EXERCISE GOAL: Pick up the financial statement notes on the bank's liquidity rules after their last line and keep writing them.

Notes to the unaudited condensed consolidated interim financial statements

(Amounts expressed in thousands of U.S. dollars, unless otherwise indicated)

 

23.Litigation

 

Bladex is not engaged in any litigation that is significant to the Bank’s business or, to the best of the knowledge of Bank’s management, that is likely to have an adverse effect on its business, consolidated financial position or its consolidated financial performance.

 

24.Applicable laws and regulations

 

Liquidity index

 

Rule No. 2-2018 issued by the Superintendence of Banks of Panama (SBP) establishes that every general license or international license bank must guarantee, with a higher level of confidence, that it is in the position to face its intraday liquidity obligations in a period when liquidity pressure may affect the lending market. For that purpose, the Superintendence of Banks of Panama has established a short-term liquidity coverage ratio known as “Liquidity Coverage Ratio or LCR”. This ratio is measured through the quotient of two amounts, the first one corresponds to the high-quality liquid assets and the second one corresponds to the net cash outflows in 30 days.

 

As of June 30, 2020 and December 31, 2019, the minimum LCR to be reported to the SBP was 50% and 25%, respectively. The Bank´s LCR as of June 30, 2020 and December 31, 2019 was 179.98% and 131%, respectively.

 

Rule No. 4-2008 issued by the SBP establishes that every general license or international license bank must maintain, always, a minimum balance of liquid assets equivalent to 30% of the gross total of its deposits in the Republic of Panama or overseas up to 186 days, counted from the reporting date. The formula is based on the following parameters:

 

  Liquid assets x 100 = X% (Liquidity ratio)

SOURCE DATA:
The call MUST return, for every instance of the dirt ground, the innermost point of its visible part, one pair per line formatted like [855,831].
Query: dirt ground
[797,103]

ANSWER BELOW:
  Liabilities (Deposits Received)

 

As of June 30, 2020, and December 31, 2019, the percentage of the liquidity index reported by the Bank to the regulator was 107.64% and 100.36%, respectively.

 

Capital adequacy

 

The Banking Law in the Republic of Panama and the Rules No. 01-2015 and 03-2016 require that the general license banks maintain a total capital adequacy index that shall not be lower, at any time, than 8% of total assets and off-balance sheet irrevocable contingency transactions, weighted according to their risks; and ordinary primary capital that shall not be less than 4.5% of its assets and off-balance sheet transactions that represent an irrevocable contingency, weighted based on their risks; and a primary capital that shall not be less than 6% of its assets and off-balance sheet transactions that represent an irrevocable contingency, weighted based on their risks.

 

The primary objectives of the Bank’s capital management policy are to ensure that the Bank complies with capital requirements imposed by local regulator and maintains strong credit ratings and healthy capital ratios to support its business and to maximize shareholder value.

 

The Bank manages its capital structure and adjusts it according to changes in economic conditions and the risk characteristics of its activities. To maintain or adjust the capital structure, the Bank may adjust the amount of dividend payment to shareholders, return capital to shareholders or issue capital securities. No changes have been made to the objectives, policies and processes from the previous periods. However, they are under constant review by the Board.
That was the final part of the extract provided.